▶ [Input for this task]
▼
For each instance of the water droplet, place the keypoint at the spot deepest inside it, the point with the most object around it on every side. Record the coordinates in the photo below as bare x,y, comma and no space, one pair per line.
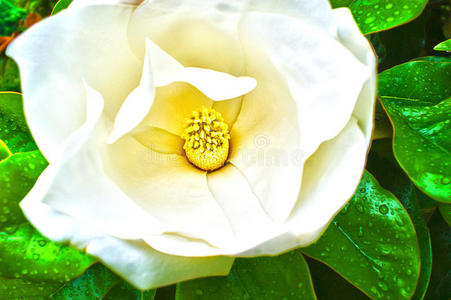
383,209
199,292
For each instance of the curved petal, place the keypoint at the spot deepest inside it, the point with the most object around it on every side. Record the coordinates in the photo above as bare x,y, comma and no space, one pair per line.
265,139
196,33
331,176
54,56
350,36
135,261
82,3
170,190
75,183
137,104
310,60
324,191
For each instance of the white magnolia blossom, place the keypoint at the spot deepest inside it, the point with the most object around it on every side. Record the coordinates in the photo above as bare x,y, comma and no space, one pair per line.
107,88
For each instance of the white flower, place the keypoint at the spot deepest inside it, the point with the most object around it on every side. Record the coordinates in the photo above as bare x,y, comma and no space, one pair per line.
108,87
▲
▼
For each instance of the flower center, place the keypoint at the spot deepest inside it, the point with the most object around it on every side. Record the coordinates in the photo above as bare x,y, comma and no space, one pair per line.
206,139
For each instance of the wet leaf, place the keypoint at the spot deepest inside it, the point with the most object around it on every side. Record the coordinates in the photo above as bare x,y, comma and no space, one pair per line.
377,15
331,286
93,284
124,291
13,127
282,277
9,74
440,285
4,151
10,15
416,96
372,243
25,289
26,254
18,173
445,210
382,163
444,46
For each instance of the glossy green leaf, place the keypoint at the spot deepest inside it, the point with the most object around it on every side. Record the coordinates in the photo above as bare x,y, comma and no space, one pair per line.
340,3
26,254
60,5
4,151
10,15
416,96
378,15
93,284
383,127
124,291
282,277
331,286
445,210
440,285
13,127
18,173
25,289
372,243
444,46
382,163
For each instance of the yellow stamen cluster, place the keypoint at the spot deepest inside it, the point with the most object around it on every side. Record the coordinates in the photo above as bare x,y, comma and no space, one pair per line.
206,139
▲
▼
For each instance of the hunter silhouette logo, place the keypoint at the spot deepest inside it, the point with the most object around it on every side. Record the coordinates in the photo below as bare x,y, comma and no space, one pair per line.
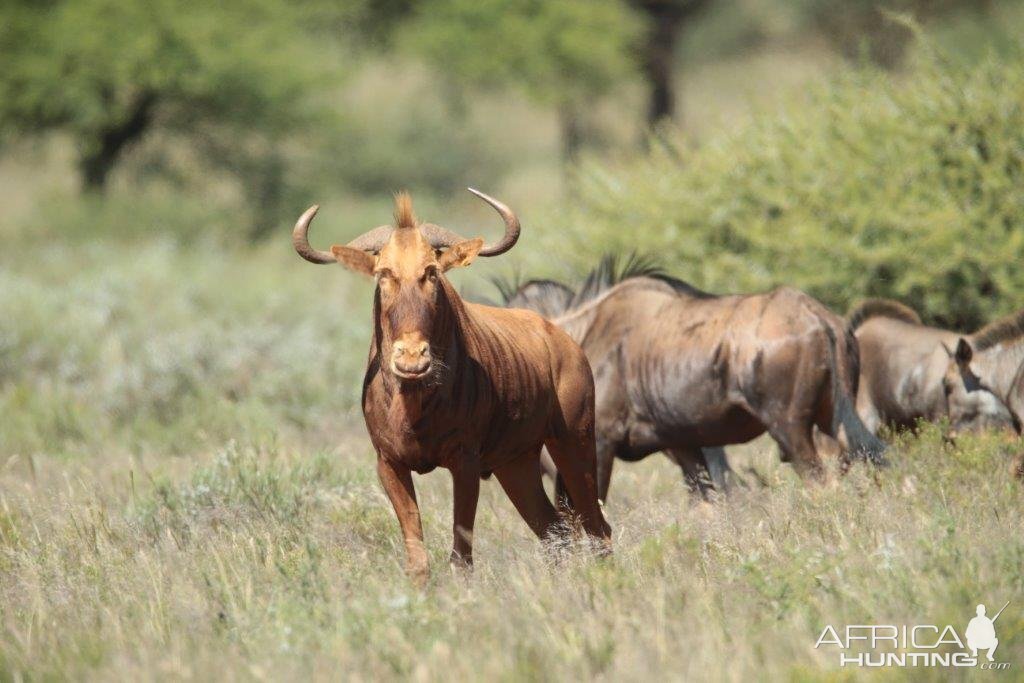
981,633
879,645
▲
▶ [Given task]
List every row from the blocks above that contains the word "white", matching case exactly.

▶ [Task solution]
For each instance of the white magnolia blossom, place the keypoint at the spot deepest inside it, the point with the most object around it on every side. Record the coordinates in the photo above as bare x,y, comma and no space, one pair per line.
For each instance of the white flower, place the keypoint at the spot deepest inside it, the point with the most object around it on every side. Record the coordinates in the photo above as bare x,y, comma and no space, one pair per line.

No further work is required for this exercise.